_Extract_:

↓↓↓

One of the many reasons people come to visit Provence is for the wine regions. You can plan to take your car and book a few wineries to visit on your own, or alternatively, book a tour to chauffeur you around to different vineyards.
If you intend to visit wineries on your own, pick a region and take note of which vineyards require bookings and which take walk-in guests. Most prefer bookings to be done at least 1 day in advance, but there will be some you can drive up to and pop-in for a wine tasting.
Organized tour options vary by tour type (2-3 vineyards and lunch, 2 vineyards and a town visit with a break for lunch, 1 vineyard and multiple towns, etc.) duration (half-day or full day), departure location (Marseille, Cassis, Aix-en-Provence, and Avignon will be the most common departure locations), and tour size (private, small group, large group) so find what is best for your itinerary.
Provence Wine Tours offers excellent private tours. Communication ahead of the tour was quick and informative, and the day was well-planned. The company offers a variety of different wine tours (private and small group) and provides different options for areas to visit. A few options we considered are noted below. Stephane was our tour guide and he was perfect; he was very friendly and taught us about the wines and region as a whole. He was a great guide and we had a great time exploring and tasting wine with Provence Wine Tours.

↑↑↑

_Parts of the exercise_:
[A] In the passage on Provence wineries, how far in advance do most wineries prefer bookings to be made?
[B] Retype the passage on Provence wineries, starting at "Organized tour options" and ending at "for your itinerary.".

_Data records_:
↓↓↓

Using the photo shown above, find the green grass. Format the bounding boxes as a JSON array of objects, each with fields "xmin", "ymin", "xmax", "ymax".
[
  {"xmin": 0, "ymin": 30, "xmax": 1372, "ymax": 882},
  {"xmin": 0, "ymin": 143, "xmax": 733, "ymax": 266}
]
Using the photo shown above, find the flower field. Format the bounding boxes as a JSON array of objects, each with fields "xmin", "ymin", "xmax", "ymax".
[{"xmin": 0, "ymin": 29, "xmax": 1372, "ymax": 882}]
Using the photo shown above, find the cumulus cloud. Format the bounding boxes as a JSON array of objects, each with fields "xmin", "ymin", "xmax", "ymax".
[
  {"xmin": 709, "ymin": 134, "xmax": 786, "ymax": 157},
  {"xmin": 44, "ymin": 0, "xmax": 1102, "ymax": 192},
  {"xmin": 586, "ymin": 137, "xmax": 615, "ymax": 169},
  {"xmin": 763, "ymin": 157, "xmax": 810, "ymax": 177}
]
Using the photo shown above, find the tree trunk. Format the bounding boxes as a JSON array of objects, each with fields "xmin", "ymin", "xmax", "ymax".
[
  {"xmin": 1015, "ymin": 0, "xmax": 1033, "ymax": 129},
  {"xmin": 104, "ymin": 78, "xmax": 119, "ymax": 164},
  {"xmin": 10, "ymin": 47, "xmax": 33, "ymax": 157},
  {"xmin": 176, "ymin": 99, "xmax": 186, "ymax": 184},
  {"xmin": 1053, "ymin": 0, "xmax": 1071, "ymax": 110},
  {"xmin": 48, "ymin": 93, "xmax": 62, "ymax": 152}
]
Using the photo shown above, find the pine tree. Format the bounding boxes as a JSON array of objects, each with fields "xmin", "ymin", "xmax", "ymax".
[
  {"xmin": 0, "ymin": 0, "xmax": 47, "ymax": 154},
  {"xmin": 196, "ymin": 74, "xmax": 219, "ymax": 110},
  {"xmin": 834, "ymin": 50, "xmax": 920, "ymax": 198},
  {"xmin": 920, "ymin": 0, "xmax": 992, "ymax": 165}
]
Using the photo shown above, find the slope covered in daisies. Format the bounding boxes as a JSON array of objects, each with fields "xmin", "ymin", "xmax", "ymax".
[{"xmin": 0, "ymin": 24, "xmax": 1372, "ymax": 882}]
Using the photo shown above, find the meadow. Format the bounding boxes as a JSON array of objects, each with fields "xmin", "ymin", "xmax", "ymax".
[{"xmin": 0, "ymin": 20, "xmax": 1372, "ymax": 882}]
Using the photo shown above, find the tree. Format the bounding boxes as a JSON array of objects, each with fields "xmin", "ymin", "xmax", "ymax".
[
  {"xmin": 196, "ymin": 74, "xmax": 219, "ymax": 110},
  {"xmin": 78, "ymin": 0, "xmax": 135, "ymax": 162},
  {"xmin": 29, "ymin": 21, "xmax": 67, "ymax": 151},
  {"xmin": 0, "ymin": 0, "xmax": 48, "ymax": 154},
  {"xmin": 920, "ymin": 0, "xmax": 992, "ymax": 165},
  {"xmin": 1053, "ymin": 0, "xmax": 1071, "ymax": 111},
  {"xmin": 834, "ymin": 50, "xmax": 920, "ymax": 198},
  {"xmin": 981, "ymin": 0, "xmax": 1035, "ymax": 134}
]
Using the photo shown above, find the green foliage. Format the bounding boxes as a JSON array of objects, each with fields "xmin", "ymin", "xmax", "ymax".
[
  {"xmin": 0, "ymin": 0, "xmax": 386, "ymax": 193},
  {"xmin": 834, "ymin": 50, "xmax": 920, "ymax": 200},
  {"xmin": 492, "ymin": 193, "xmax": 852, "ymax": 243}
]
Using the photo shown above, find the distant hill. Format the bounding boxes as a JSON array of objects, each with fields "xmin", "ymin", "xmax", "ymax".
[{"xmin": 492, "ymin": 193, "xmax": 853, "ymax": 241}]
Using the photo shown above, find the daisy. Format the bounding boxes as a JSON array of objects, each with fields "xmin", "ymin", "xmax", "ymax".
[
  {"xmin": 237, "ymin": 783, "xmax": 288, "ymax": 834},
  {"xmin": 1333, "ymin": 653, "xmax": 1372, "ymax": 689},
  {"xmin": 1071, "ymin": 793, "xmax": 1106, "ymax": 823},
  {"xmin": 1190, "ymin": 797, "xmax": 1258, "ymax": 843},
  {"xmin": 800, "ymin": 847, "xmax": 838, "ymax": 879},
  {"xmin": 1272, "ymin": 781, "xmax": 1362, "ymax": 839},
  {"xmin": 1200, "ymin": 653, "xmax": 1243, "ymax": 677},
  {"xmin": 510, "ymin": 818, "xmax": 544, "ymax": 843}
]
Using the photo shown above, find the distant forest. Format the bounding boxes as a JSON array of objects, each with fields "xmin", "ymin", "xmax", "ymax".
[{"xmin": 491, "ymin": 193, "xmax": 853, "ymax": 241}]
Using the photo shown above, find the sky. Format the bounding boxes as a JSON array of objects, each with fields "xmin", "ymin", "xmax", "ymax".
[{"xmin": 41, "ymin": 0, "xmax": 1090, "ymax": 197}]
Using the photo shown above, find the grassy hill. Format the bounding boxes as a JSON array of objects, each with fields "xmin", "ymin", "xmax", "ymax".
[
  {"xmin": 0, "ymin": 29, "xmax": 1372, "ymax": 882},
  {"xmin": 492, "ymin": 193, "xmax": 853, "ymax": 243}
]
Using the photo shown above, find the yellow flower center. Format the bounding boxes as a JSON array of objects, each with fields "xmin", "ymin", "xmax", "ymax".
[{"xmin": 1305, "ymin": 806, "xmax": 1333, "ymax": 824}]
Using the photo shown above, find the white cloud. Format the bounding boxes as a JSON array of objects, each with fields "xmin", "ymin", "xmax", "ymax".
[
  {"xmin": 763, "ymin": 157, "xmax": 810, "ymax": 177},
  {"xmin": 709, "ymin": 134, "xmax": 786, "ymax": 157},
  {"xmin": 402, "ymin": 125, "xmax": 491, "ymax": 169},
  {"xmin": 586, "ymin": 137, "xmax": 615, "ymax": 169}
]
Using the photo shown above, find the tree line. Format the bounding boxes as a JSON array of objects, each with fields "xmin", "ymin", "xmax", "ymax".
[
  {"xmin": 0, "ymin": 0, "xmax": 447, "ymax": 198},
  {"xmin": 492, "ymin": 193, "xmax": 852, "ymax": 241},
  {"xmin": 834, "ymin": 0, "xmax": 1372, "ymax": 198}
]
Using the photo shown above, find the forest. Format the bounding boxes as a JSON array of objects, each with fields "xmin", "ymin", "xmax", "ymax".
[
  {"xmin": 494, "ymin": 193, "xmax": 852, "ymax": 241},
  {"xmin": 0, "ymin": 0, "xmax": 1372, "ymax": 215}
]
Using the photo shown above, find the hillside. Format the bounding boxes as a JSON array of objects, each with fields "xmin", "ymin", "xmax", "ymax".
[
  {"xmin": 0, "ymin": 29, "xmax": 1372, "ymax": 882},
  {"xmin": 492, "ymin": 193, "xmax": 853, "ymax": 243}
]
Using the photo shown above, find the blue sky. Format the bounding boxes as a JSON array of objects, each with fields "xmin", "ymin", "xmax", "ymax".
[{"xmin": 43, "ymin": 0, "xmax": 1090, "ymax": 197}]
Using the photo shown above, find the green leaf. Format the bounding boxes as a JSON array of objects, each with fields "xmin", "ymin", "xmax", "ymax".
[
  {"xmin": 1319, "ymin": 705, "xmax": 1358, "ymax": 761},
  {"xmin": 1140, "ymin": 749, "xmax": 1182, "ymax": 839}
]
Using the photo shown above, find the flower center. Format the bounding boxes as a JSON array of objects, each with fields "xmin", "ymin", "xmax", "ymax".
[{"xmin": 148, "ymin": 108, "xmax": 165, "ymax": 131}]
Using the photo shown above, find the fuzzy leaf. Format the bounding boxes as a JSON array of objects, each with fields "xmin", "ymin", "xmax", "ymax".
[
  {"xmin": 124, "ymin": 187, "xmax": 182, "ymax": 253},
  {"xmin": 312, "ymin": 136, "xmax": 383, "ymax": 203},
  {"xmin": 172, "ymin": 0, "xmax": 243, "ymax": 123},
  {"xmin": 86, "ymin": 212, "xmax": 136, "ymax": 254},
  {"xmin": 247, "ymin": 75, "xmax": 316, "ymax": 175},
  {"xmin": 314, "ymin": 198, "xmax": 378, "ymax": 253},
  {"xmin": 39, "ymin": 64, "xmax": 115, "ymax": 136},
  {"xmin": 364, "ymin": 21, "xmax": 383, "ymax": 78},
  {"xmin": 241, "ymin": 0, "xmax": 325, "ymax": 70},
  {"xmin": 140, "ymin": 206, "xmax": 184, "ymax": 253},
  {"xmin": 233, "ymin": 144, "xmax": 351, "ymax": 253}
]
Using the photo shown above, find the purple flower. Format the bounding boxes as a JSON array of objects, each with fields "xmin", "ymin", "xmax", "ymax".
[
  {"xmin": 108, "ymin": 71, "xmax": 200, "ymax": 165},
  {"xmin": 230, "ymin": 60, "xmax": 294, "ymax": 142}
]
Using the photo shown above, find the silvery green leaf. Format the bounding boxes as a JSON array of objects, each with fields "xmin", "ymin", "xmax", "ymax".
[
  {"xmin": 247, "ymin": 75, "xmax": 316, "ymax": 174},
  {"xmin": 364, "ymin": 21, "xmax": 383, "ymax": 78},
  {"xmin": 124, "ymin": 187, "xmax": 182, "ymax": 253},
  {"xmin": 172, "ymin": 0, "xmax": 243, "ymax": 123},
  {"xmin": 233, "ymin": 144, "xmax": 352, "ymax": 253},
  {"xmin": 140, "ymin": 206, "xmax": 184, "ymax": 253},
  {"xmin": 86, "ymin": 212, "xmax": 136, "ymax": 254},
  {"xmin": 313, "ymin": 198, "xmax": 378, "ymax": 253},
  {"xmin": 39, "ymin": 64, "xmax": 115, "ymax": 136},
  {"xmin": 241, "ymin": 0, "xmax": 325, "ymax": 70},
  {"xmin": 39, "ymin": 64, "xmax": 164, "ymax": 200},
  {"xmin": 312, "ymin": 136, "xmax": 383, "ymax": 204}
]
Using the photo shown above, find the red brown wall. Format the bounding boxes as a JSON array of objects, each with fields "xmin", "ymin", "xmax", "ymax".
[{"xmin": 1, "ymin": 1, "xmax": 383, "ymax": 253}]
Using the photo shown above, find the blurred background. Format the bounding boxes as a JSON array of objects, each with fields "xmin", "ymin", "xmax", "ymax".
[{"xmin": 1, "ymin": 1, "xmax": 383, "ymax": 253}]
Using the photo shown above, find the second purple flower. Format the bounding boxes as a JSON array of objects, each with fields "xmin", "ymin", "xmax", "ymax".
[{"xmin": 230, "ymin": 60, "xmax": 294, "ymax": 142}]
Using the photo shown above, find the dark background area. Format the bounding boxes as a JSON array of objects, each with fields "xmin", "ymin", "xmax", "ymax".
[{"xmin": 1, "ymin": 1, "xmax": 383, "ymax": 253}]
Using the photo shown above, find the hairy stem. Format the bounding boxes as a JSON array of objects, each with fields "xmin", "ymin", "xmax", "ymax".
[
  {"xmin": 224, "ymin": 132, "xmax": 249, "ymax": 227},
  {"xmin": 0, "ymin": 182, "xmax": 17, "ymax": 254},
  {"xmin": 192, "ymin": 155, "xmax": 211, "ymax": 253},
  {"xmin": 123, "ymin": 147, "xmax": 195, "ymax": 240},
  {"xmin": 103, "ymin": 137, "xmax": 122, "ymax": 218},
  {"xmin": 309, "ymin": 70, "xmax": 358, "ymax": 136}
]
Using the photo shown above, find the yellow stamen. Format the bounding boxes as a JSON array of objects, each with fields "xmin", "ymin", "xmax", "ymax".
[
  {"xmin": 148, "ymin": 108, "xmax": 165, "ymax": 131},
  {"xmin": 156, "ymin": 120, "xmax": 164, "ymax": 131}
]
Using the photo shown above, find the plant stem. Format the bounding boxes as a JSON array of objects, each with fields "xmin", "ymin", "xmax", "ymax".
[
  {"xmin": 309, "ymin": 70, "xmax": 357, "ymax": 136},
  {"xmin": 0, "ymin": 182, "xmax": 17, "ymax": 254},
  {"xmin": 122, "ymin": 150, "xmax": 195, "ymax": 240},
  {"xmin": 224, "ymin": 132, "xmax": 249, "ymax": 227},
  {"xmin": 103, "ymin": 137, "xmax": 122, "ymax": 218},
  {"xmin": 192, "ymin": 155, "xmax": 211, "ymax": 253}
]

↑↑↑

_The results_:
[A] At least 1 day in advance.

[B]
Organized tour options vary by tour type (2-3 vineyards and lunch, 2 vineyards and a town visit with a break for lunch, 1 vineyard and multiple towns, etc.) duration (half-day or full day), departure location (Marseille, Cassis, Aix-en-Provence, and Avignon will be the most common departure locations), and tour size (private, small group, large group) so find what is best for your itinerary.